* GIVEN TEXT
----------

Government’s Covid catch up fund ‘may not help most disadvantaged pupils’

Fiona Simpson
Monday, July 20, 2020

The government’s £1bn Covid-19 catch up fund for schools may not reach the most disadvantaged pupils, education leaders have warned.

Gavin Williamson: the government will provide levelling up opportunities for every young person. Picture: Parliament UK
Gavin Williamson: the government will provide levelling up opportunities for every young person. Picture: Parliament UK

The government today announced further details of its catch-up fund for schools including  £650m ringfenced to help children’s education get back on track following months of school closures. 

The money will be allocated to schools based on pupils numbers in installments at the beginning of each term throughout the 2020/21 academic year, Education Secretary Gavin Williamson said.

Just £80 per pupil will be released to schools in the autumn term meaning a 1,000-pupil secondary school will receive £80,000, and a 200-pupil primary school £16,000. 

Headteachers will be encouraged to spend it on one-to-one help for struggling students.

The separate National Tutoring Programme will allow schools to access subsidised tutoring from the second half of the autumn term for disadvantaged children.

Another scheme will also help some of the most disadvantaged schools to recruit academic mentors to give one-to-one support to struggling children, in association with the charity Teach First.

Williamson said “the government is leaving no stone unturned in levelling up opportunities for every young person up and down the country.”

However, the Education Policy Institute (EPI) has criticised the allocation criteria saying it may not reach schools with high numbers of disadvantaged children.

David Laws, executive chairman of the EPI, said: “The additional £650m for school catch-up work is badly targeted and is unlikely to prevent a widening of the learning gap between children from poor backgrounds and other pupils.

----------

* WHAT TO DO
(a) According to the catch-up fund article, how much money per pupil will be released to schools in the autumn term?
(b) Decide whether each statement agrees with the catch-up fund article, answering yes or no and quoting the deciding words: (i) The money will be allocated to schools based on pupil numbers. (ii) The National Tutoring Programme will be available from the start of the autumn term. (iii) The academic mentor scheme is run in association with Teach First.
(c) Reproduce the part of the catch-up fund article that opens with the words containing "The money will" and closes with "charity Teach First.".
These records come from a separate source.

(Referring expression data)

----------

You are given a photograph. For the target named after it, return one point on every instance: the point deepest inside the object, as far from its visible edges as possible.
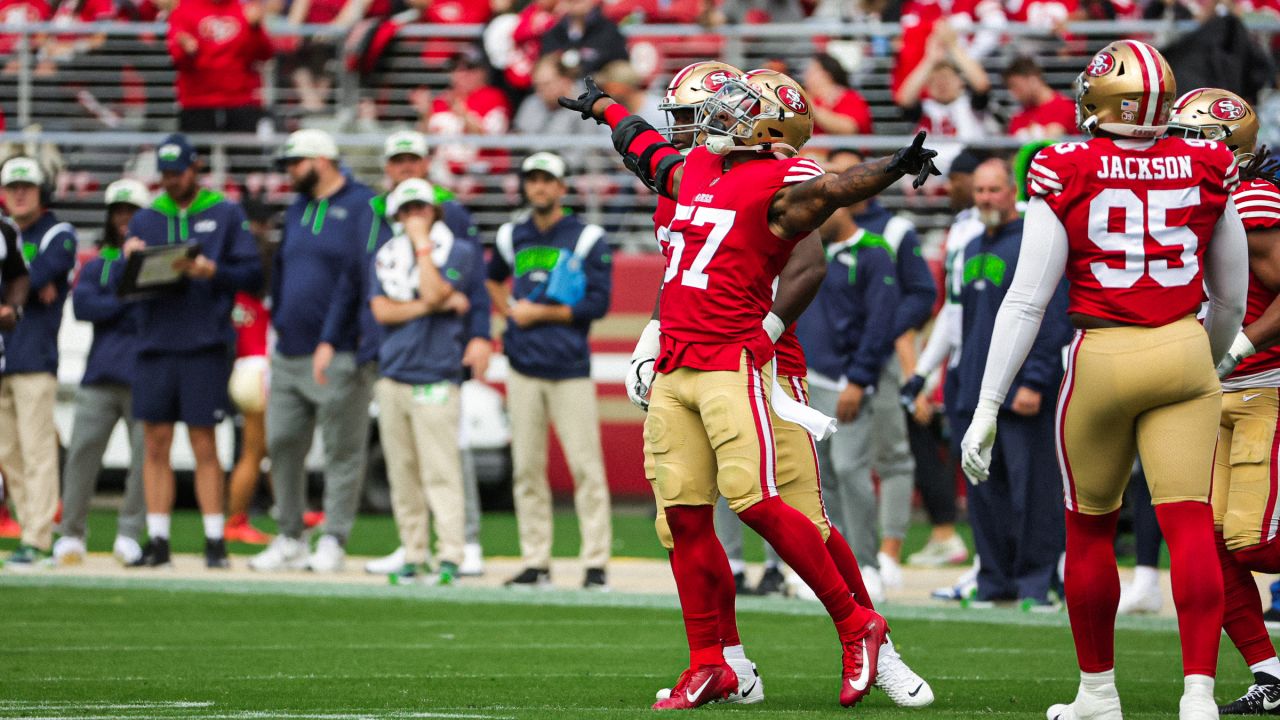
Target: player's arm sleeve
(1226, 277)
(599, 283)
(880, 295)
(917, 288)
(1041, 265)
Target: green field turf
(77, 648)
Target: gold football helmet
(1216, 114)
(1128, 90)
(763, 109)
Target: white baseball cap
(310, 142)
(127, 191)
(405, 142)
(414, 190)
(21, 171)
(548, 163)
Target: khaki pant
(570, 405)
(28, 452)
(419, 432)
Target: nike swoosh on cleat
(860, 686)
(695, 696)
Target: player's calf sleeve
(840, 552)
(1092, 588)
(1197, 580)
(799, 543)
(698, 563)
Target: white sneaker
(126, 550)
(1097, 705)
(328, 557)
(937, 554)
(283, 554)
(891, 573)
(69, 551)
(472, 560)
(874, 584)
(388, 564)
(899, 682)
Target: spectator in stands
(469, 106)
(419, 287)
(28, 440)
(314, 370)
(1045, 112)
(216, 49)
(183, 340)
(104, 396)
(551, 364)
(1016, 515)
(837, 108)
(584, 37)
(947, 94)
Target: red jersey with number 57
(722, 261)
(1138, 220)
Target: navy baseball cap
(176, 154)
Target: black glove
(909, 391)
(584, 103)
(914, 159)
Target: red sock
(1242, 613)
(799, 543)
(1092, 588)
(698, 561)
(1197, 578)
(848, 566)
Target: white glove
(1240, 349)
(640, 370)
(976, 446)
(773, 327)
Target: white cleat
(328, 557)
(69, 551)
(899, 682)
(283, 554)
(387, 564)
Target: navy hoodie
(988, 270)
(848, 331)
(115, 328)
(321, 242)
(915, 286)
(49, 247)
(553, 351)
(199, 315)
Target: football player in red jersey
(1141, 226)
(740, 212)
(1244, 488)
(798, 470)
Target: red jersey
(1137, 220)
(723, 260)
(1258, 203)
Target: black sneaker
(772, 582)
(595, 579)
(215, 554)
(1262, 698)
(531, 578)
(154, 555)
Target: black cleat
(154, 555)
(215, 554)
(1262, 698)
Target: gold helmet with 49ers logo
(1127, 90)
(1216, 114)
(764, 110)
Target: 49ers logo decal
(1101, 64)
(792, 99)
(1226, 109)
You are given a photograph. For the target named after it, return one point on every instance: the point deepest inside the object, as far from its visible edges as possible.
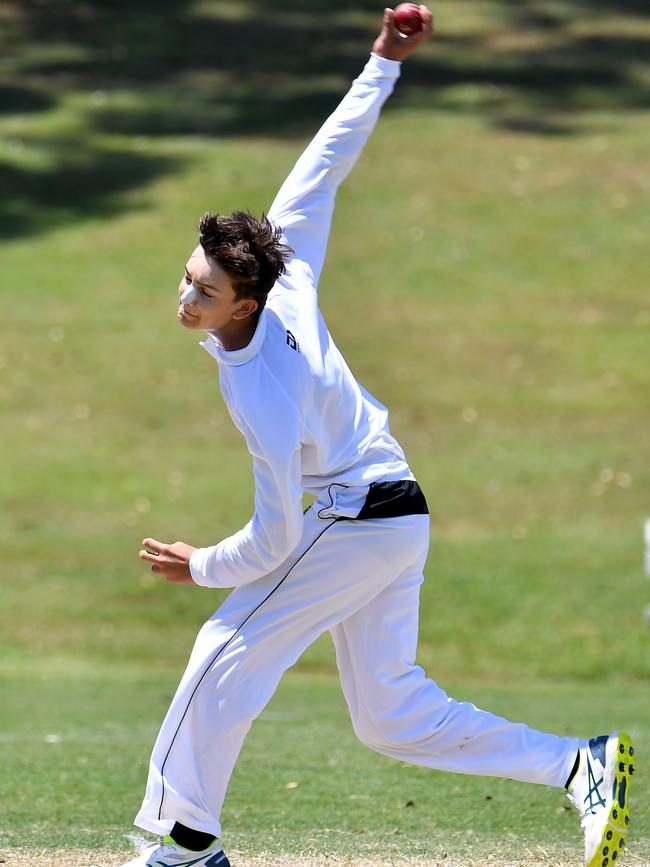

----------

* OUTPUTS BY TASK
(a) £80 per pupil.

(b)
(i) Yes: "The money will be allocated to schools based on pupils numbers"
(ii) No: "from the second half of the autumn term"
(iii) Yes: "in association with the charity Teach First"

(c)
The money will be allocated to schools based on pupils numbers in installments at the beginning of each term throughout the 2020/21 academic year, Education Secretary Gavin Williamson said.

Just £80 per pupil will be released to schools in the autumn term meaning a 1,000-pupil secondary school will receive £80,000, and a 200-pupil primary school £16,000. 

Headteachers will be encouraged to spend it on one-to-one help for struggling students.

The separate National Tutoring Programme will allow schools to access subsidised tutoring from the second half of the autumn term for disadvantaged children.

Another scheme will also help some of the most disadvantaged schools to recruit academic mentors to give one-to-one support to struggling children, in association with the charity Teach First.